◆ **Written problem**
Pull out every line of the rows below that contains the string "segment", treating uppercase and lowercase letters as different.

◆ **Extracted material**
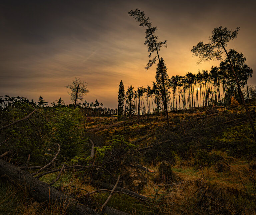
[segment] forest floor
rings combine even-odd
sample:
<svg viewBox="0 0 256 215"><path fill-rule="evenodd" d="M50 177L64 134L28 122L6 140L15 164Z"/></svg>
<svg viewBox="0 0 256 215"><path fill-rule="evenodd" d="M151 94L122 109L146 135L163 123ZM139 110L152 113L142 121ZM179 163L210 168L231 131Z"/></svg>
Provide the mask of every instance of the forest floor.
<svg viewBox="0 0 256 215"><path fill-rule="evenodd" d="M249 108L255 120L256 102L251 102ZM161 115L81 121L80 126L95 146L109 145L117 135L136 146L130 154L133 166L115 170L123 177L118 186L150 200L116 193L108 206L132 214L256 214L256 145L243 106L197 108L169 113L169 126ZM91 145L87 141L86 150L79 157L90 155ZM146 147L149 147L136 149ZM161 169L165 161L170 165L166 172ZM140 170L133 167L134 164L155 172ZM99 188L90 183L93 176L86 173L65 172L53 186L83 203L89 201L85 198L87 192ZM50 182L58 174L40 180ZM96 179L103 181L104 177ZM176 179L171 180L173 177ZM164 186L168 183L172 184ZM92 194L91 205L99 207L109 195ZM0 181L0 211L5 211L1 214L65 214L63 206L43 204L22 187Z"/></svg>

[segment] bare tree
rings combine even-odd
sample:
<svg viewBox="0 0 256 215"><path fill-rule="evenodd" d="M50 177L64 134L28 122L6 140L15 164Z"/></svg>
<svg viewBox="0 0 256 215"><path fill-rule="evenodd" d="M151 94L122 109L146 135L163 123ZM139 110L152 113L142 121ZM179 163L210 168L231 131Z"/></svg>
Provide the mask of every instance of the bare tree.
<svg viewBox="0 0 256 215"><path fill-rule="evenodd" d="M76 105L76 101L78 99L82 101L87 93L89 92L87 89L87 83L82 82L80 80L80 78L75 78L75 80L72 82L72 84L68 84L66 87L71 90L70 92L68 92L70 95L70 100L72 102L74 102L74 109Z"/></svg>

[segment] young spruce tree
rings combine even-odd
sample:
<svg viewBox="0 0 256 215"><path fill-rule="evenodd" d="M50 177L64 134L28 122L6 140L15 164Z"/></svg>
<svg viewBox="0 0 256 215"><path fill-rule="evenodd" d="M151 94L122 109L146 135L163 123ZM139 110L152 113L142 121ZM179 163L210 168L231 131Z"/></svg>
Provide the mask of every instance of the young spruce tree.
<svg viewBox="0 0 256 215"><path fill-rule="evenodd" d="M123 114L124 108L124 87L122 82L120 82L118 90L118 119L120 119Z"/></svg>

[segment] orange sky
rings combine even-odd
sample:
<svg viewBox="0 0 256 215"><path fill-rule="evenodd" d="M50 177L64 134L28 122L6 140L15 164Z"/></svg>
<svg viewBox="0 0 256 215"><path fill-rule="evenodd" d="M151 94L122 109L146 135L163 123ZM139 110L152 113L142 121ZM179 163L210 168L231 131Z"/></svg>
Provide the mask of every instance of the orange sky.
<svg viewBox="0 0 256 215"><path fill-rule="evenodd" d="M69 103L64 86L76 77L88 82L85 100L115 108L120 80L126 89L151 85L156 66L144 69L149 59L145 29L127 14L136 8L158 27L159 41L167 40L160 54L169 76L218 65L197 65L191 50L220 25L240 27L228 48L242 52L256 69L255 1L8 2L0 3L0 96L37 100L41 95L49 103L61 97ZM255 77L249 84L256 84Z"/></svg>

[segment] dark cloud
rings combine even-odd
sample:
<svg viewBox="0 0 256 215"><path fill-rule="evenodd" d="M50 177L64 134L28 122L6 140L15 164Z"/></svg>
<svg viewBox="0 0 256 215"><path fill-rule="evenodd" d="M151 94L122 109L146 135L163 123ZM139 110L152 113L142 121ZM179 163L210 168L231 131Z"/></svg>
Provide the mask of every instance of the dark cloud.
<svg viewBox="0 0 256 215"><path fill-rule="evenodd" d="M155 67L144 69L145 29L127 13L136 8L158 26L159 39L168 40L161 54L169 75L217 65L197 65L190 50L220 25L241 27L228 48L242 52L256 69L255 6L253 1L2 1L0 95L68 102L64 87L77 77L88 83L87 100L115 107L120 80L136 87L154 78ZM254 76L249 81L256 82Z"/></svg>

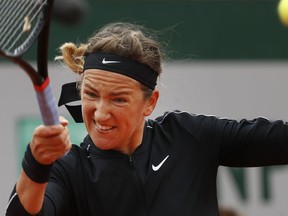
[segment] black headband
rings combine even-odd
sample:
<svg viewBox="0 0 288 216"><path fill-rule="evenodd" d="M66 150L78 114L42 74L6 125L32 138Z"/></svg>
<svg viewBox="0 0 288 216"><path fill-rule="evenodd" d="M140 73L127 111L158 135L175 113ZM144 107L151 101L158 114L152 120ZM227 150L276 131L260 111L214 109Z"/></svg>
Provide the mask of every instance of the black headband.
<svg viewBox="0 0 288 216"><path fill-rule="evenodd" d="M154 89L157 81L157 73L148 66L118 55L94 52L85 57L84 69L102 69L105 71L123 74L137 80L143 85ZM69 105L70 102L81 100L77 91L77 83L66 83L62 86L58 106L65 105L74 121L83 122L81 105Z"/></svg>
<svg viewBox="0 0 288 216"><path fill-rule="evenodd" d="M154 90L158 74L147 65L141 64L118 55L102 52L88 53L85 56L83 71L87 69L102 69L119 73L137 80Z"/></svg>

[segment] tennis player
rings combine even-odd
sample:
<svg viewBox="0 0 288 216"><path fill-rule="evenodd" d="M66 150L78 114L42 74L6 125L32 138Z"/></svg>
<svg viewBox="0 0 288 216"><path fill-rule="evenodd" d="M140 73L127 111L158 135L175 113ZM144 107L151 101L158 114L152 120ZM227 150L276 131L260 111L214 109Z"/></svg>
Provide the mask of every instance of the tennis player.
<svg viewBox="0 0 288 216"><path fill-rule="evenodd" d="M217 216L220 165L288 163L288 126L280 120L185 111L147 118L164 54L141 26L108 24L87 44L61 51L81 80L63 86L60 104L81 99L69 111L88 135L71 145L65 119L37 127L7 216Z"/></svg>

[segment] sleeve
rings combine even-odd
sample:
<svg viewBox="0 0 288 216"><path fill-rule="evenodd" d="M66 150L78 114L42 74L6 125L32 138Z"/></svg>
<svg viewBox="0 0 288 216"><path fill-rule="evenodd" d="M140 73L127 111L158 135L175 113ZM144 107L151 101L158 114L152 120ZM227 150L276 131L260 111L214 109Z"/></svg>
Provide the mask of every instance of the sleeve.
<svg viewBox="0 0 288 216"><path fill-rule="evenodd" d="M44 203L37 216L55 216L69 214L69 189L67 188L68 178L63 175L66 173L61 163L53 165L52 173L46 188ZM5 216L30 216L22 206L16 193L16 187L8 202Z"/></svg>
<svg viewBox="0 0 288 216"><path fill-rule="evenodd" d="M178 127L205 149L210 160L230 167L288 164L288 125L259 117L240 121L176 112ZM175 121L174 121L175 122ZM192 142L192 141L191 141Z"/></svg>
<svg viewBox="0 0 288 216"><path fill-rule="evenodd" d="M44 211L44 208L46 209L45 211ZM22 206L19 200L18 194L16 193L15 188L14 188L12 195L10 197L10 200L8 202L8 205L6 207L5 216L19 216L19 215L32 216ZM55 209L53 207L53 203L51 202L51 200L45 199L42 210L36 216L42 216L42 215L51 215L51 216L56 215Z"/></svg>
<svg viewBox="0 0 288 216"><path fill-rule="evenodd" d="M215 124L221 143L221 165L258 167L288 163L288 125L285 122L259 117L217 120Z"/></svg>

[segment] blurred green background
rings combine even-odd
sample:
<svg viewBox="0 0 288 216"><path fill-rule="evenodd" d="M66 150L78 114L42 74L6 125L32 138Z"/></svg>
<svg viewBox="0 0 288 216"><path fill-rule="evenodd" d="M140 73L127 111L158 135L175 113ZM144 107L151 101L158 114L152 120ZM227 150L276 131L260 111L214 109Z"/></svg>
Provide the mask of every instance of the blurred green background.
<svg viewBox="0 0 288 216"><path fill-rule="evenodd" d="M276 0L86 0L86 4L77 24L52 23L50 59L62 43L86 42L96 29L113 21L160 31L171 59L288 59L288 28L280 23Z"/></svg>

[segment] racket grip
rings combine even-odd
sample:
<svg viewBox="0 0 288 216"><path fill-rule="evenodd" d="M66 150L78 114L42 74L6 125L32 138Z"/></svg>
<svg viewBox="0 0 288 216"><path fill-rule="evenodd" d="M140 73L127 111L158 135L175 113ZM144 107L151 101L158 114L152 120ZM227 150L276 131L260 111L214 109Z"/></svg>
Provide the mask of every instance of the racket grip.
<svg viewBox="0 0 288 216"><path fill-rule="evenodd" d="M47 78L41 86L34 86L44 125L60 124L55 98Z"/></svg>

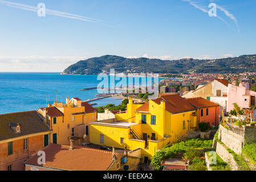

◆ **Answer below**
[segment] forest floor
[segment] bare tree
[segment] young spruce tree
[segment] orange sky
[segment] dark cloud
[segment] black headband
[segment] tennis player
[segment] sleeve
[segment] blurred green background
[segment] racket grip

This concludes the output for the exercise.